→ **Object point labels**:
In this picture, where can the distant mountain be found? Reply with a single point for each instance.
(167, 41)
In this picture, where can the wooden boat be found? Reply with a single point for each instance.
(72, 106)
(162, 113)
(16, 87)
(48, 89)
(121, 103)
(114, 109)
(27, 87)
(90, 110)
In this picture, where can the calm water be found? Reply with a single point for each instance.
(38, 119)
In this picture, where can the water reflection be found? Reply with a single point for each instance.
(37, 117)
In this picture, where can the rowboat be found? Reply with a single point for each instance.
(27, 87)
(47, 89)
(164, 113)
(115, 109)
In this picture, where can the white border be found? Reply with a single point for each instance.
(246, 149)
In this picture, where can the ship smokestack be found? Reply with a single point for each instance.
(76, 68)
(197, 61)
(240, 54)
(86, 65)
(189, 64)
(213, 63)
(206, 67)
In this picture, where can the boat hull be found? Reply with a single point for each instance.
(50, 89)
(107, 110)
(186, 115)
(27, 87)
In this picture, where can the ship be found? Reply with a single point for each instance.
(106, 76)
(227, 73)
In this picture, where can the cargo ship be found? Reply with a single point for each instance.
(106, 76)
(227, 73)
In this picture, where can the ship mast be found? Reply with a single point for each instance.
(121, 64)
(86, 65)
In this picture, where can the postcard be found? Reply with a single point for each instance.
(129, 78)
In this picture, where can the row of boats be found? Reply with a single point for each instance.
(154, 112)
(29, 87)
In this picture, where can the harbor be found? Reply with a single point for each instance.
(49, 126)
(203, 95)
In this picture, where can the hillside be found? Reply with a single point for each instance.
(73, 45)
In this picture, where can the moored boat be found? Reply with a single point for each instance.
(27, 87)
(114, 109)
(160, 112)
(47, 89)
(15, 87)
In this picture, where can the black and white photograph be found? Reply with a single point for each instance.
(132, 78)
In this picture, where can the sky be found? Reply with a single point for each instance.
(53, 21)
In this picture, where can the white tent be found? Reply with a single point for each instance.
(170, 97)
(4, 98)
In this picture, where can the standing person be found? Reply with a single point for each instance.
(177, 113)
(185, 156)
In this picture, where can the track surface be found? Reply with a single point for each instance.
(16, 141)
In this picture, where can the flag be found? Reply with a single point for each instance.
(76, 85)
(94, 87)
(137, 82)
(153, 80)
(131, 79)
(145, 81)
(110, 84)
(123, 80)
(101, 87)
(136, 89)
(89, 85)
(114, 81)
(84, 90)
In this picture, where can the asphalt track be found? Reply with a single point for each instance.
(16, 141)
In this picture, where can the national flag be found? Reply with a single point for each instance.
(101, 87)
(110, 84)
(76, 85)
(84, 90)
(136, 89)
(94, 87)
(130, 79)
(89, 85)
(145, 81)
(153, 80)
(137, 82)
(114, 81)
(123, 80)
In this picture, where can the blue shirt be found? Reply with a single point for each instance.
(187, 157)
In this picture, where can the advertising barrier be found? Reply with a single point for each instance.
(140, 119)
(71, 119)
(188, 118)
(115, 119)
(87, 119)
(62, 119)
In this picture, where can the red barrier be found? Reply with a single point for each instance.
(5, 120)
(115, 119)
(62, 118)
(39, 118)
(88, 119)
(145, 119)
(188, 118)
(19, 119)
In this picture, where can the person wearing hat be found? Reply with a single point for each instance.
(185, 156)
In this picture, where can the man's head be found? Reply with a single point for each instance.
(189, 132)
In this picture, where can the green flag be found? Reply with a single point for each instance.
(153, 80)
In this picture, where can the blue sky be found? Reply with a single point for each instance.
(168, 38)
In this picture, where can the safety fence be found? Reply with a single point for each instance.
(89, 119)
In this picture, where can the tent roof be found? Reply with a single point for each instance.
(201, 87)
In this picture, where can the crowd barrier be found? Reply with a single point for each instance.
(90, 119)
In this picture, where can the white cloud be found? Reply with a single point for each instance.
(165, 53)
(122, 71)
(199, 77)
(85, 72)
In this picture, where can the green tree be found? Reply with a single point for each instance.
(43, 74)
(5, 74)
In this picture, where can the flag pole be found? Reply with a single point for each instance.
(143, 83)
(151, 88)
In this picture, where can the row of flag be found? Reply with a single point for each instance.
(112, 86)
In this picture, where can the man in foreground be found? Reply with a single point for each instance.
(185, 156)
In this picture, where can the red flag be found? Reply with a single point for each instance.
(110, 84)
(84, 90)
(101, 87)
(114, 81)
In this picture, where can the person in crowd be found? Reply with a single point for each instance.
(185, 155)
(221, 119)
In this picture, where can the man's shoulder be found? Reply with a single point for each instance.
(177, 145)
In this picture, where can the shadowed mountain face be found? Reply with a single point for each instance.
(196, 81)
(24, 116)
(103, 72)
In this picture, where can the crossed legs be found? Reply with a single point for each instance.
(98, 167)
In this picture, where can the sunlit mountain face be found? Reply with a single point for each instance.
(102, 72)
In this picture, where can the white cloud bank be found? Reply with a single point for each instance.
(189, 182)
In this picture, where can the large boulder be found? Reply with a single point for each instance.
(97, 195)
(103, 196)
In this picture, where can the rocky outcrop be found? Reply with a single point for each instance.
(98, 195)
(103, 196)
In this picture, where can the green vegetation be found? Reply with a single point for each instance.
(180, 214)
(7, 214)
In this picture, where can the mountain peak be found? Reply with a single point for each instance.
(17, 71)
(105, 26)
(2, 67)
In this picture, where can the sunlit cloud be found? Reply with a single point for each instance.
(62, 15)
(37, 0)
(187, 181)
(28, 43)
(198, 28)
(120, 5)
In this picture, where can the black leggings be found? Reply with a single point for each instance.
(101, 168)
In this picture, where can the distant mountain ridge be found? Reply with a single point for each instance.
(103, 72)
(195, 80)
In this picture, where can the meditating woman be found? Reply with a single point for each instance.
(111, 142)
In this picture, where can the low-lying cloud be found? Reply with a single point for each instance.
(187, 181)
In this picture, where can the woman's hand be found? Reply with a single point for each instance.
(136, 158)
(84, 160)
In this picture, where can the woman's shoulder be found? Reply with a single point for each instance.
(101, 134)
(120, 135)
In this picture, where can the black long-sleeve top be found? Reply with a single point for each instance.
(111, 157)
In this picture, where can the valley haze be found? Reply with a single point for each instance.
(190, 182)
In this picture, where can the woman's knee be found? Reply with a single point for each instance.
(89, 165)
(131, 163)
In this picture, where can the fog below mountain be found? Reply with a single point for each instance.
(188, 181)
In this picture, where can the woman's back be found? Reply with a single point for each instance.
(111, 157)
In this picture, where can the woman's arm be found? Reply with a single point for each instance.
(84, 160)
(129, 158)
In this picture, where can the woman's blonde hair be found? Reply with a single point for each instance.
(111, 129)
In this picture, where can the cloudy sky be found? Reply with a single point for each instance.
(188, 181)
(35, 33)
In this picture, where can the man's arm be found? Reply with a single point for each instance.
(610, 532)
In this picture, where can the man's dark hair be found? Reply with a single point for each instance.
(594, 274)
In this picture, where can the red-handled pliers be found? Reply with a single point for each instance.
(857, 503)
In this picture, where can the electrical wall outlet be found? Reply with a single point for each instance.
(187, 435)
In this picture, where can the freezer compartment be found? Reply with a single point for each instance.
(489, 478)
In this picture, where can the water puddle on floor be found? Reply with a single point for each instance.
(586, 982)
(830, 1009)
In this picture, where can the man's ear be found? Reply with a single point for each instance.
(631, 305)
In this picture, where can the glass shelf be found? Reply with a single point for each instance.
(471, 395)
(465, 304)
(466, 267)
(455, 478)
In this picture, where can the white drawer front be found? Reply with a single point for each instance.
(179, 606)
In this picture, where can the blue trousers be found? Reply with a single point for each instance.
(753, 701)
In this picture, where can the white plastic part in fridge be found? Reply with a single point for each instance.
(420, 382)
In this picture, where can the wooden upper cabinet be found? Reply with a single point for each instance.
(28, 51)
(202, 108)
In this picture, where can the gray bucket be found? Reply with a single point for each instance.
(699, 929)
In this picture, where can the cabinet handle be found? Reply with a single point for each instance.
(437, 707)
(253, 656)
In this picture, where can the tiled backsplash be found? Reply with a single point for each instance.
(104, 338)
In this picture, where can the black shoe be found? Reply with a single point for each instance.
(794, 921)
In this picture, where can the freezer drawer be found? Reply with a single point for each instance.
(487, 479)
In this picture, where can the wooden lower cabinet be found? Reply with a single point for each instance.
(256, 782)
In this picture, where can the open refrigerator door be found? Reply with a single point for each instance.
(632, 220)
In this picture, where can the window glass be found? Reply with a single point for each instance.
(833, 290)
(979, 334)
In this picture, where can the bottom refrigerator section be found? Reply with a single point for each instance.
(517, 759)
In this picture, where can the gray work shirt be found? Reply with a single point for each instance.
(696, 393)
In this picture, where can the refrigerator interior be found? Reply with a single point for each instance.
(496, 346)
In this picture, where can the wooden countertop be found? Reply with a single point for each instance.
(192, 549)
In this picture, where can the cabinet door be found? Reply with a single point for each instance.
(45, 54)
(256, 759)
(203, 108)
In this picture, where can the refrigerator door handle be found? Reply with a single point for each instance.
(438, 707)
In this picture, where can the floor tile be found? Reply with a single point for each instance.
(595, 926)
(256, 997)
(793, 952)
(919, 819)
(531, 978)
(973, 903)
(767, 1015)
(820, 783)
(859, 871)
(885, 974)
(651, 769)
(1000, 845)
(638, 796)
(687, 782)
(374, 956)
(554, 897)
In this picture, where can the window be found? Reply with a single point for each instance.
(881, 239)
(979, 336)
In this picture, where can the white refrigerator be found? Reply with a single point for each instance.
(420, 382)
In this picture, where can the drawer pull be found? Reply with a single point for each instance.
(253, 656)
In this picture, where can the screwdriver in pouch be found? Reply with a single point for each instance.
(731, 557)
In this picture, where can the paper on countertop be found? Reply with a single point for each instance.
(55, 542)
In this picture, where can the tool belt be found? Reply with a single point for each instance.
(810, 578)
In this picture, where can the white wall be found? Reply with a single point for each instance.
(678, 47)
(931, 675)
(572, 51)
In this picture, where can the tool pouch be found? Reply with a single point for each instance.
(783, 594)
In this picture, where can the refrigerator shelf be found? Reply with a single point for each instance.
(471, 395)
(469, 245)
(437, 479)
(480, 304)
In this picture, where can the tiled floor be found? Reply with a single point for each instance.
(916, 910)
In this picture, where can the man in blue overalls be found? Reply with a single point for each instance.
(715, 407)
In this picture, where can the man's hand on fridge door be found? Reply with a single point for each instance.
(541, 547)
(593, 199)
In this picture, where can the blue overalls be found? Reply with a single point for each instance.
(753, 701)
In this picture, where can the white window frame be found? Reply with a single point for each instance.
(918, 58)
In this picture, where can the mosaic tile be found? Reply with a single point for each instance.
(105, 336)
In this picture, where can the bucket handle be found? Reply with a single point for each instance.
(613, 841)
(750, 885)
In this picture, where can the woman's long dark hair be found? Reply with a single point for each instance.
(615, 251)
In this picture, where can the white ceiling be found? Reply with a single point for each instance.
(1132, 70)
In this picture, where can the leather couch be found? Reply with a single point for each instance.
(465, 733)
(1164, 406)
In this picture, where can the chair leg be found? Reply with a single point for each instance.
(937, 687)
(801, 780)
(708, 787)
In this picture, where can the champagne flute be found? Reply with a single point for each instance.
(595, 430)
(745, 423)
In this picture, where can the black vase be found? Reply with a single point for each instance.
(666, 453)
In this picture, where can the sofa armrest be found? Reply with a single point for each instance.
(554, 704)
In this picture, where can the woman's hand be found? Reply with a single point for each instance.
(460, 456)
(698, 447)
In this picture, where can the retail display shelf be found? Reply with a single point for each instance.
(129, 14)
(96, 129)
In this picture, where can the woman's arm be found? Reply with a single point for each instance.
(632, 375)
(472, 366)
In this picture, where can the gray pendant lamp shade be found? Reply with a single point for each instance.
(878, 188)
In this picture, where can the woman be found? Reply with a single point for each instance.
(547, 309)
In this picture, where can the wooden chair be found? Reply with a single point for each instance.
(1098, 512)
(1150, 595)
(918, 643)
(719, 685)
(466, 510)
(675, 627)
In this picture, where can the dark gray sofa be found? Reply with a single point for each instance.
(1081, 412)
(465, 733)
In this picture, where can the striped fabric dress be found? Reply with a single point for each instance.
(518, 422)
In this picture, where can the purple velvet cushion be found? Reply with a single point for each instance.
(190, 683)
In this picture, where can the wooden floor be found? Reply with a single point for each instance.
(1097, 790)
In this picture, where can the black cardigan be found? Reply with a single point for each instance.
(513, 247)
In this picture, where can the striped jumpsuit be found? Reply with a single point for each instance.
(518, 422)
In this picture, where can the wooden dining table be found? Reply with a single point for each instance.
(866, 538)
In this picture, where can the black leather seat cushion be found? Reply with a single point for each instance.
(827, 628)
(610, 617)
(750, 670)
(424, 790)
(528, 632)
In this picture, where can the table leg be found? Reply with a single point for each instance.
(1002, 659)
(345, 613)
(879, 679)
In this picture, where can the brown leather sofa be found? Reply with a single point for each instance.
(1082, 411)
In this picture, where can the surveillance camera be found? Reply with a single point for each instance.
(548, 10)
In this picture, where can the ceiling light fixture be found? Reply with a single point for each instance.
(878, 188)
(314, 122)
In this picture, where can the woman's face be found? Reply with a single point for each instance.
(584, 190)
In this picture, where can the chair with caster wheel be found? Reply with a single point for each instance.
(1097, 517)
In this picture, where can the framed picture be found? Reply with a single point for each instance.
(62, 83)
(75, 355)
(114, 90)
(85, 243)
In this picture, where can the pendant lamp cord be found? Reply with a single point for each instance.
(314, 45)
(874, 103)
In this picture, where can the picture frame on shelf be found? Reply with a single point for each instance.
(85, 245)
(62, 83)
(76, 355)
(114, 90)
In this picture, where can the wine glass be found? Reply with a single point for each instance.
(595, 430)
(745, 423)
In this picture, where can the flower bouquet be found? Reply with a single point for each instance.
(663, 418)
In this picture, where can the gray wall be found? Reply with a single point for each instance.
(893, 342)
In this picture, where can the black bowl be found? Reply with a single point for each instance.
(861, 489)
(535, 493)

→ **Exercise requirements**: Can you arrange the lines as a numbered list, leaving out blank lines, starting at the line that has "In this picture, where can the wine" and running through the end of the material?

→ **Result of the task**:
1. In this picture, where can the wine glass be found? Reply with a single point for each instance.
2. (595, 430)
3. (745, 423)
4. In this picture, where can the flower bouquet be found? Reply with a single point for each instance.
5. (663, 418)
6. In this picture, where can the gray wall be found? Reply with a single point for each instance.
7. (893, 342)
8. In this picture, where can the black bowl be found? Reply with a single point for each instance.
9. (861, 489)
10. (535, 493)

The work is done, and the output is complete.